_TASK:_ Find "positive clicks: (281, 230)" and "box: [271, 71, 374, 149]" in the records below. Copy the lines holding them and every line between, exactly, and no others.

[[ INPUT DATA open ]]

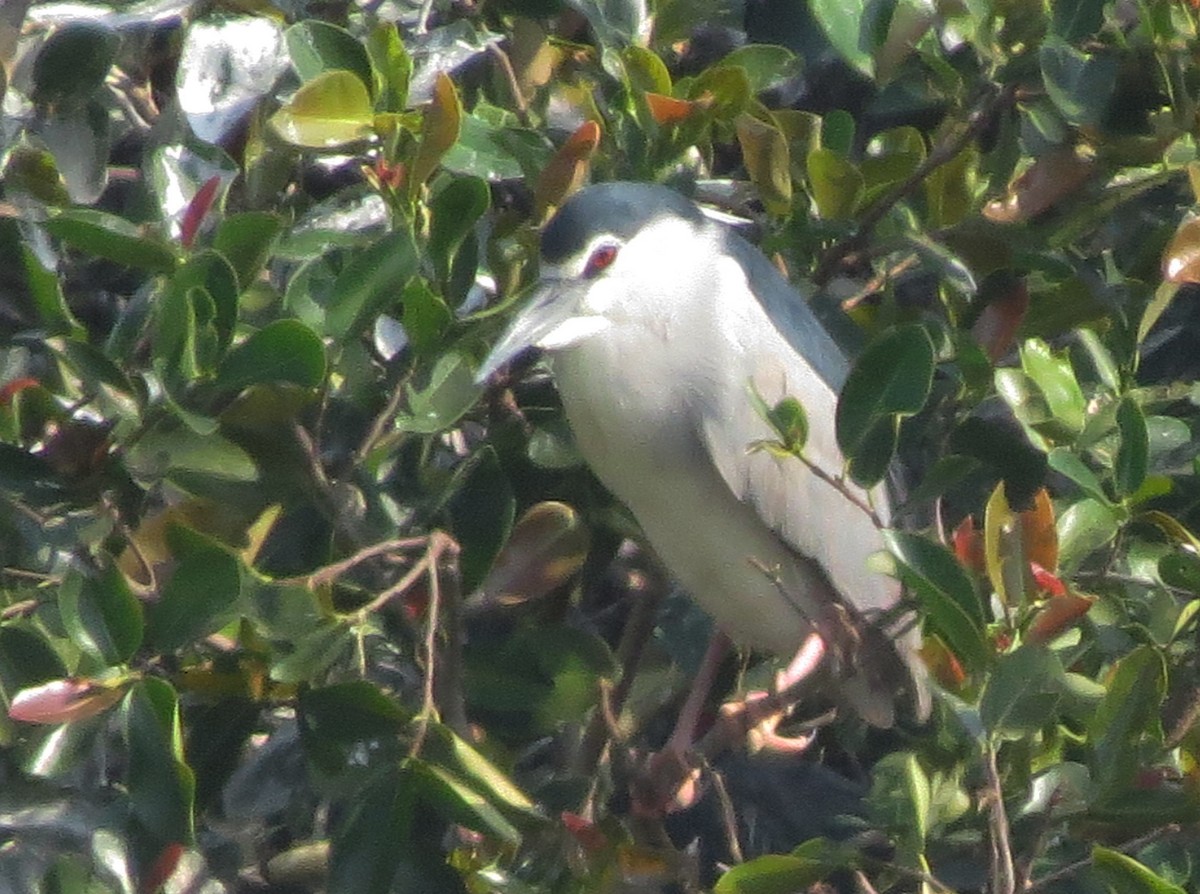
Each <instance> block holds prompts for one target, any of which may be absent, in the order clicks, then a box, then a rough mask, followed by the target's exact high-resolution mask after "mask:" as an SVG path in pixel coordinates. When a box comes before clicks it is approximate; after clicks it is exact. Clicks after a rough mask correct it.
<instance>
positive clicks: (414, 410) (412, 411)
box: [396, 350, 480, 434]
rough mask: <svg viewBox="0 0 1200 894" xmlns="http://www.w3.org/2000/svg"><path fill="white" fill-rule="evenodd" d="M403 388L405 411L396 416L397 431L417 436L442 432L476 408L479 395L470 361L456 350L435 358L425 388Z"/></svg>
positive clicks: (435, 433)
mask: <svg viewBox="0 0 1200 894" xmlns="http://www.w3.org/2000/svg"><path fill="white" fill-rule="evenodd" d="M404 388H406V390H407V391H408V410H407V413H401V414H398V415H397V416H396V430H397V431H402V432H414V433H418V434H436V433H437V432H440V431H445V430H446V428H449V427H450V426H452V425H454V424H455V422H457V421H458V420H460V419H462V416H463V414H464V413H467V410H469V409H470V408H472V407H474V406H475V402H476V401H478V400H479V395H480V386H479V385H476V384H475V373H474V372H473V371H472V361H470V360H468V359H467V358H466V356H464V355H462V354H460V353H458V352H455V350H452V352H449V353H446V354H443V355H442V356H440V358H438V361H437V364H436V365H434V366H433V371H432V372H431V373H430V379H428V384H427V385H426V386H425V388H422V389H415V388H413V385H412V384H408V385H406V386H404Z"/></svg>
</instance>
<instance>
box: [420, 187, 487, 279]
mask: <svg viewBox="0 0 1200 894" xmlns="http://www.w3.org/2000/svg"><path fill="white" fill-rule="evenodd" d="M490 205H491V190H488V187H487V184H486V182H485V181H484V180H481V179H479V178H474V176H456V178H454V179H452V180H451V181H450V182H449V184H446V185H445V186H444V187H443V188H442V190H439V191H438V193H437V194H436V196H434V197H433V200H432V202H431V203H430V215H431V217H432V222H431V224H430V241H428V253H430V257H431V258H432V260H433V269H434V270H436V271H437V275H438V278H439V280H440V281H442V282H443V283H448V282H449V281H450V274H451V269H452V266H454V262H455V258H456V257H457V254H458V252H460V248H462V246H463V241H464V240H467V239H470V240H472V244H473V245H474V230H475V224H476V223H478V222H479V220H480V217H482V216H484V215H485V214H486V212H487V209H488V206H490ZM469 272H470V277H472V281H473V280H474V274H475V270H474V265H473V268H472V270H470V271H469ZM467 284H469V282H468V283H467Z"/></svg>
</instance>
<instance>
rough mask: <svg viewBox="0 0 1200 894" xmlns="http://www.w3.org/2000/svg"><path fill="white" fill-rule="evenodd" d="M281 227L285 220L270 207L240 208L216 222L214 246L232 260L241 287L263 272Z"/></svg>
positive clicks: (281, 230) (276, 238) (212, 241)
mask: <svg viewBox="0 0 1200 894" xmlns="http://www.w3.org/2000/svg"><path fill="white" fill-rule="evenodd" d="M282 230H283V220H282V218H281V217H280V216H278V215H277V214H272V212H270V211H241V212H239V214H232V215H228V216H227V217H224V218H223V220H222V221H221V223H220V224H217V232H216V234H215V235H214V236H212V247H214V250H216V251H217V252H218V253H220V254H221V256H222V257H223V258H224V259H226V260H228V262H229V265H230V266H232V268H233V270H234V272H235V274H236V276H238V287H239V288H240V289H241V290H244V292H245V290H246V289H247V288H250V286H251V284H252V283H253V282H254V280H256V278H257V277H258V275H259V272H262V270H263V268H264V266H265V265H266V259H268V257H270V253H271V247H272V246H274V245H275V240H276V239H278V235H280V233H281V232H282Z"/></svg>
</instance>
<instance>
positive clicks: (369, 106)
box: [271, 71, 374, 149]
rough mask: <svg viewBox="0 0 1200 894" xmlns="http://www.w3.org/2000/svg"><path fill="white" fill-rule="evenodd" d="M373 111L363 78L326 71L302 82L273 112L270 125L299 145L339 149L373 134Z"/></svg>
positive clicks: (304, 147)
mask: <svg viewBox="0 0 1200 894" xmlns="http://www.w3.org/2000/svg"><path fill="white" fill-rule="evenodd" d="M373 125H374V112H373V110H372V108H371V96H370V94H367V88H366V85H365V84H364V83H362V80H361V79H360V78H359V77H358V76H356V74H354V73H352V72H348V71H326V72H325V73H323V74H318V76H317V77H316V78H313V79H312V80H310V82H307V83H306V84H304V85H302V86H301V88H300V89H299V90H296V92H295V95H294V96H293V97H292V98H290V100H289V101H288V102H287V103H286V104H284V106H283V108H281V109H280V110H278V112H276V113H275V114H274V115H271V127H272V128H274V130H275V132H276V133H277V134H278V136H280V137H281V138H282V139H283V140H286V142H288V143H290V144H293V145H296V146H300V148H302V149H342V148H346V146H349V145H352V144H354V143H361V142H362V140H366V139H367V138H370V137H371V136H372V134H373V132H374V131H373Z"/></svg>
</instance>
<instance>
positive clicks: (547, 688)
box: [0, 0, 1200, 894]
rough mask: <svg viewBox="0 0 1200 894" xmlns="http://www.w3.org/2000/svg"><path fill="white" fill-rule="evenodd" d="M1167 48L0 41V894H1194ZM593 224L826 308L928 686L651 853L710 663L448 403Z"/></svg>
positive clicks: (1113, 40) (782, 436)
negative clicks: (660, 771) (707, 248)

[[ INPUT DATA closed ]]

_EXERCISE RESULT:_
positive clicks: (281, 230) (276, 238) (212, 241)
mask: <svg viewBox="0 0 1200 894" xmlns="http://www.w3.org/2000/svg"><path fill="white" fill-rule="evenodd" d="M282 230H283V220H282V218H281V217H280V216H278V215H277V214H272V212H270V211H241V212H239V214H232V215H228V216H227V217H224V218H223V220H222V221H221V223H220V224H217V232H216V234H215V235H214V236H212V247H214V250H216V251H217V252H218V253H220V254H221V256H222V257H223V258H224V259H226V260H228V262H229V265H230V266H232V268H233V270H234V272H235V274H236V276H238V287H239V288H240V289H241V290H244V292H245V290H246V289H247V288H250V286H251V284H252V283H253V282H254V280H256V278H257V277H258V275H259V272H262V270H263V268H264V266H265V265H266V259H268V257H270V253H271V247H272V246H274V245H275V240H276V239H278V235H280V233H281V232H282Z"/></svg>
</instance>
<instance>
positive clicks: (369, 106)
box: [271, 71, 374, 149]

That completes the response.